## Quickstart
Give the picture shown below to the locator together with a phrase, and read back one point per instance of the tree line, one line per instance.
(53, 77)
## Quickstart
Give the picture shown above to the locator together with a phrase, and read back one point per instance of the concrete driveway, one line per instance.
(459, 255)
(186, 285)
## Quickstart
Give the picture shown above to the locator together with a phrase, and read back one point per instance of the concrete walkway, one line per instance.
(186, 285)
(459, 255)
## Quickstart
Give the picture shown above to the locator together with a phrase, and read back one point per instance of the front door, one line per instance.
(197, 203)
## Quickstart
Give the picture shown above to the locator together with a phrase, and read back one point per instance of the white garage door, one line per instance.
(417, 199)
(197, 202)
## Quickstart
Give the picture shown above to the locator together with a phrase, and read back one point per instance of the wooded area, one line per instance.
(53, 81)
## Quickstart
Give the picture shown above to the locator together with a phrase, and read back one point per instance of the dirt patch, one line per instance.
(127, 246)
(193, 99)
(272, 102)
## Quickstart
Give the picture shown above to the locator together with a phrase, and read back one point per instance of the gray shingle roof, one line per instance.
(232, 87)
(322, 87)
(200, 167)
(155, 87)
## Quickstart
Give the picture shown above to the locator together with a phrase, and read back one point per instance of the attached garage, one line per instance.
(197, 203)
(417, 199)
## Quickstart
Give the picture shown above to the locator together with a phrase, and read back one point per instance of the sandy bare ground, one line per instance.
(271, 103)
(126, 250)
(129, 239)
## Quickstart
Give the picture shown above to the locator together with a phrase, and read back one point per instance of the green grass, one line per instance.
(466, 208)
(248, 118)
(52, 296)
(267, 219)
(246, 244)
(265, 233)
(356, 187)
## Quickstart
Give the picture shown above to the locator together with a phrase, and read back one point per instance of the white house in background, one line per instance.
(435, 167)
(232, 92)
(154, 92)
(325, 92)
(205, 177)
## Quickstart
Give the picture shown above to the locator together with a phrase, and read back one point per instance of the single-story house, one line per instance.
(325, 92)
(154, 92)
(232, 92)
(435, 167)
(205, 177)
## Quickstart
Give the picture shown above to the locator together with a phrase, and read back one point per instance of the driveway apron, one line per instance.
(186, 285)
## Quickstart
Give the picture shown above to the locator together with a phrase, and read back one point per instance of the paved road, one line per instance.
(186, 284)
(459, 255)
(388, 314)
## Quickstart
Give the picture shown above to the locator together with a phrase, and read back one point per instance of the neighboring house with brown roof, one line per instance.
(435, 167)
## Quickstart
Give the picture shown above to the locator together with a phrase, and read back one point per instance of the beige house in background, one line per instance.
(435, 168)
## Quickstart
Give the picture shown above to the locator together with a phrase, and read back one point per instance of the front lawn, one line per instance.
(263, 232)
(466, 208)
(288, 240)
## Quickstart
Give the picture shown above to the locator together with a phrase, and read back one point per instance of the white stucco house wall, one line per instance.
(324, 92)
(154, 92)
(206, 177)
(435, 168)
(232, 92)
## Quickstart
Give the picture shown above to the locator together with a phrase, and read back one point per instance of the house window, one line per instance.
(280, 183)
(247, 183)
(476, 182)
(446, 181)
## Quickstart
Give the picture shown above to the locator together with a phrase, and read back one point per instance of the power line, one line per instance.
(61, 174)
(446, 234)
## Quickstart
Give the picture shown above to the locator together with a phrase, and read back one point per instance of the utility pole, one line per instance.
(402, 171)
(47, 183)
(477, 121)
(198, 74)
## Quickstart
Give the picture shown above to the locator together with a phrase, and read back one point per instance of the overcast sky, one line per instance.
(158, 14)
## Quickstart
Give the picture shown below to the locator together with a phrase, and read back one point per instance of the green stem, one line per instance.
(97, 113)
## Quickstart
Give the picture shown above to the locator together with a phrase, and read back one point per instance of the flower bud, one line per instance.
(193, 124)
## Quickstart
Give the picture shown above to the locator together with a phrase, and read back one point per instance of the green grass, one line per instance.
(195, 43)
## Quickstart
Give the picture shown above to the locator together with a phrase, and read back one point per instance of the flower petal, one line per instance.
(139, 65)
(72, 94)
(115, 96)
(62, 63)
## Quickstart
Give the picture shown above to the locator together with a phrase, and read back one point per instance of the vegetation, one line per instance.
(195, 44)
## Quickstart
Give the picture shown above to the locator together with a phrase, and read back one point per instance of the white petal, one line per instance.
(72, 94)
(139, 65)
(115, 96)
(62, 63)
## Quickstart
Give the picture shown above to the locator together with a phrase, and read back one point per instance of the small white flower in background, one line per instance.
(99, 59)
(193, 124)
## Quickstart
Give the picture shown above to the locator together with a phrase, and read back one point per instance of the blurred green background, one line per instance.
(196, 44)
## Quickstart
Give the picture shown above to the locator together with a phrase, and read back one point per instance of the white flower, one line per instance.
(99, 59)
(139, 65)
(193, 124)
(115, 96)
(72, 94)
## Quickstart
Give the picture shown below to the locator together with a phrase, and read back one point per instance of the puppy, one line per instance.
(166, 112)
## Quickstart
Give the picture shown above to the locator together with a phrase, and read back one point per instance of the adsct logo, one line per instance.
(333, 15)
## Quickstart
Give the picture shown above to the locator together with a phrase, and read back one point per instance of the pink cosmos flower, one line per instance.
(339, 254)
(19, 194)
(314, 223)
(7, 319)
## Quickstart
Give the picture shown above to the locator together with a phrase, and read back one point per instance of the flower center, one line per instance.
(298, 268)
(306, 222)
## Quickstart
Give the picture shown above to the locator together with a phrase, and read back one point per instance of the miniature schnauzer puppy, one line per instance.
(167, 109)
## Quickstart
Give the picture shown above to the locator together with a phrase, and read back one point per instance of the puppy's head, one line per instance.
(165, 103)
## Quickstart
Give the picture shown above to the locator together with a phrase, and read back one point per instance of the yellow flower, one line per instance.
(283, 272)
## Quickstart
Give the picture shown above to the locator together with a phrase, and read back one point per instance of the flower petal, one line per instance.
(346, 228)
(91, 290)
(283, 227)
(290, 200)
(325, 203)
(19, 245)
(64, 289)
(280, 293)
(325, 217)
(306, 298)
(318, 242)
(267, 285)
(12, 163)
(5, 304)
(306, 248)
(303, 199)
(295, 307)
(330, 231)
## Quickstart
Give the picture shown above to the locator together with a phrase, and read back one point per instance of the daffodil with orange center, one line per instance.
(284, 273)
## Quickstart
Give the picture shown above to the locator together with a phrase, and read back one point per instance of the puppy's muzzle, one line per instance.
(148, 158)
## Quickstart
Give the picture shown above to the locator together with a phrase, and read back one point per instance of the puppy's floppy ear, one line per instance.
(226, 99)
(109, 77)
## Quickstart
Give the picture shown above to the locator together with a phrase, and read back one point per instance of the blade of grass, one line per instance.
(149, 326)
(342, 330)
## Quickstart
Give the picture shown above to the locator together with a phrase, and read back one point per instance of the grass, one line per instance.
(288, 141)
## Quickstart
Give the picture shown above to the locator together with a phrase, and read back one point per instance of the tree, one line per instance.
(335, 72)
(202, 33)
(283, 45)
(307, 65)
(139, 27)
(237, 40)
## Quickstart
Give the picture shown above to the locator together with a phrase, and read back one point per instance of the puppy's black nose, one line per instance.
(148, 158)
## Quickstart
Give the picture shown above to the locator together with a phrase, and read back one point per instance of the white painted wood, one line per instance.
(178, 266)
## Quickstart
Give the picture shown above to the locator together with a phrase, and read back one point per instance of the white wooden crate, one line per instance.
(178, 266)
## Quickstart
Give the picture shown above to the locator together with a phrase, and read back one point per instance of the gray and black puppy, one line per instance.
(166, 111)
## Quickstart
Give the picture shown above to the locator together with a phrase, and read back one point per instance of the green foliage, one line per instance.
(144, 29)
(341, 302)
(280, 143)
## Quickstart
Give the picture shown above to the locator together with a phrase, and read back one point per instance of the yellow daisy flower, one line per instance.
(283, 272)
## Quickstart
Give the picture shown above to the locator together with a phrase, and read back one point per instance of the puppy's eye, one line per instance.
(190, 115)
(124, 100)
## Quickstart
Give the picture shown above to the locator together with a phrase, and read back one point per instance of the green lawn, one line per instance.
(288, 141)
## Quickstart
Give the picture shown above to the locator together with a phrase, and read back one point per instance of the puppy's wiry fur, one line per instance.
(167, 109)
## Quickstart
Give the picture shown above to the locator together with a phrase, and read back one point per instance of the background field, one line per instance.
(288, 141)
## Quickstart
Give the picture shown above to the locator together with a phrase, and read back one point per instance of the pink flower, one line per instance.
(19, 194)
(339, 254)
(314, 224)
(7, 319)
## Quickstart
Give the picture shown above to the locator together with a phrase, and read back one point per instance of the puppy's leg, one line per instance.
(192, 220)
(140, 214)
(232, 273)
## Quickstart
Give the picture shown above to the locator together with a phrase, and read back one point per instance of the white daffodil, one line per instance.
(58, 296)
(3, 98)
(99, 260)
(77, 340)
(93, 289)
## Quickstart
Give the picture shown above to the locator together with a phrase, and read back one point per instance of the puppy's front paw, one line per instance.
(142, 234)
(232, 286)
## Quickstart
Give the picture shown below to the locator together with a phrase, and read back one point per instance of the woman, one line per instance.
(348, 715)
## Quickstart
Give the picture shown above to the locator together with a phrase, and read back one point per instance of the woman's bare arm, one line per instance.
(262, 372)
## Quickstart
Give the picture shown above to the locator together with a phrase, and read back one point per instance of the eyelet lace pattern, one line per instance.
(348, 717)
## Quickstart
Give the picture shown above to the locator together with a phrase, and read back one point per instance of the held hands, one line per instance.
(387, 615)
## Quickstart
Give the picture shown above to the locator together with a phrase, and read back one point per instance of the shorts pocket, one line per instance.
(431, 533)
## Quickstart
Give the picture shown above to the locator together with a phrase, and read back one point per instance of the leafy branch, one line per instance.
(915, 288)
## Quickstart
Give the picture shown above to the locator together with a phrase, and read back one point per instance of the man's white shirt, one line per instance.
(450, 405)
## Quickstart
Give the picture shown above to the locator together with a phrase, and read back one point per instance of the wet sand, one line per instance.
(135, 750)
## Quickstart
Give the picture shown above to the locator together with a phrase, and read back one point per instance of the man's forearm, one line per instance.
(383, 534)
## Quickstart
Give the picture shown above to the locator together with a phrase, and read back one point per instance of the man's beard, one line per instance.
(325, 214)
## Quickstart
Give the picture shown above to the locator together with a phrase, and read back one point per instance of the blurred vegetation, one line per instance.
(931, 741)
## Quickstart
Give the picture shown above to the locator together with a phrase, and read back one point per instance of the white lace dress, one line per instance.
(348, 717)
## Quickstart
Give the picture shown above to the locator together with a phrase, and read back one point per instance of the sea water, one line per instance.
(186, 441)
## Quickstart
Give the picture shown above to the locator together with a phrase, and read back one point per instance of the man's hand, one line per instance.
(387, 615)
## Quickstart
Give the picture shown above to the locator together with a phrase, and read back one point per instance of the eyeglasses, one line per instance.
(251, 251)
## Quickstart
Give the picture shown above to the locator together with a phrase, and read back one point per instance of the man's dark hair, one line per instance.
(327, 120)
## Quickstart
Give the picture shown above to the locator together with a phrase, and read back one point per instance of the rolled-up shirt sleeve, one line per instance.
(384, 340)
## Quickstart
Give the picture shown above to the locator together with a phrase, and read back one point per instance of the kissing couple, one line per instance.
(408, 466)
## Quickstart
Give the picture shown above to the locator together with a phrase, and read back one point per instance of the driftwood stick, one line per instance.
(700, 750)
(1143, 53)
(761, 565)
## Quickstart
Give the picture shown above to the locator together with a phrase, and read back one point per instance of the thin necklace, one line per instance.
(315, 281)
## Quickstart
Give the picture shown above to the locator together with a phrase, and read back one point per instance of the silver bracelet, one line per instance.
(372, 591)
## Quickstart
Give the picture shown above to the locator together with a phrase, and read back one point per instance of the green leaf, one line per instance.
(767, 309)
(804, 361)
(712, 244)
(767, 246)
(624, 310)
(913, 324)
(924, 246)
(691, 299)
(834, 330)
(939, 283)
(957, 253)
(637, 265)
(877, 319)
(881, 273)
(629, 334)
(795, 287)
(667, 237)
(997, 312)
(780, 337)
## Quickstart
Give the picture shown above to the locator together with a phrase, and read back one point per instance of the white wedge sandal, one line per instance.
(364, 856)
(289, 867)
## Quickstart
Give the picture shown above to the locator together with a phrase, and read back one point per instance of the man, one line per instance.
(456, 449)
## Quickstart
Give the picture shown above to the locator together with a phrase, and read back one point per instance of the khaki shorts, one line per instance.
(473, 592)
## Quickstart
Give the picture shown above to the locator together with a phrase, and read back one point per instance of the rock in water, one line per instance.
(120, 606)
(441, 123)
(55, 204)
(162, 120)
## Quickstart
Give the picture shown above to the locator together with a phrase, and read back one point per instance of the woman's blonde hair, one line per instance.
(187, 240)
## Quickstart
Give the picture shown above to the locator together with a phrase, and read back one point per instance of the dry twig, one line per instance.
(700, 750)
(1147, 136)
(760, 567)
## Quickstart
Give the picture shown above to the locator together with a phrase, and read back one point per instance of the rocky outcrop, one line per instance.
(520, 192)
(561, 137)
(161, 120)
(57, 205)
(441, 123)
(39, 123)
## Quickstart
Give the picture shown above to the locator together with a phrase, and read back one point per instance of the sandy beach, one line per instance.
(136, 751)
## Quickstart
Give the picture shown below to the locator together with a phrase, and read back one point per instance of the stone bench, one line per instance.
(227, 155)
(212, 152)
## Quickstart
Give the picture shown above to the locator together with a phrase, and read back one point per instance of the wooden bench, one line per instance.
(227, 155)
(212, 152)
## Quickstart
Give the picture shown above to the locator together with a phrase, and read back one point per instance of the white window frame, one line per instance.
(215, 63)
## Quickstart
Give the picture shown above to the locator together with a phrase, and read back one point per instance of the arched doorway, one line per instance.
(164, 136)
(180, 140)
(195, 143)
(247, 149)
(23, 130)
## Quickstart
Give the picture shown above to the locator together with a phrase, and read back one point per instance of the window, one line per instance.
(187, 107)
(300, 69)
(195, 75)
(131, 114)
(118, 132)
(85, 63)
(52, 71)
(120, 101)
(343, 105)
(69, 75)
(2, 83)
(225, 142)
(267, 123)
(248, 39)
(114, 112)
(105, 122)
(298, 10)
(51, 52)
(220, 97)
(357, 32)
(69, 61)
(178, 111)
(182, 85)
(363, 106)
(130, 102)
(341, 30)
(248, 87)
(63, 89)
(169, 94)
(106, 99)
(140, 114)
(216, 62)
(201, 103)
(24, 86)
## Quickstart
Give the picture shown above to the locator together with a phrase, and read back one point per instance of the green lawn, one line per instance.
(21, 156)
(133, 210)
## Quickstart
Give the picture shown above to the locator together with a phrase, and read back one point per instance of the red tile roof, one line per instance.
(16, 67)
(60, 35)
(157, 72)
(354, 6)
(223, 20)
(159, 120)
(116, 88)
============================================================
**Prompt**
Return every line of the listing above that contains the word "sandy", treating uppercase and lowercase as distinct.

**Complete answer**
Give the picture shown above to the locator together with a phrase, and read back one point per instance of the sandy bare ground, one line per instance.
Give the picture shown above to the locator together with a phrase, and read back one point per instance of the sandy beach, one line per instance.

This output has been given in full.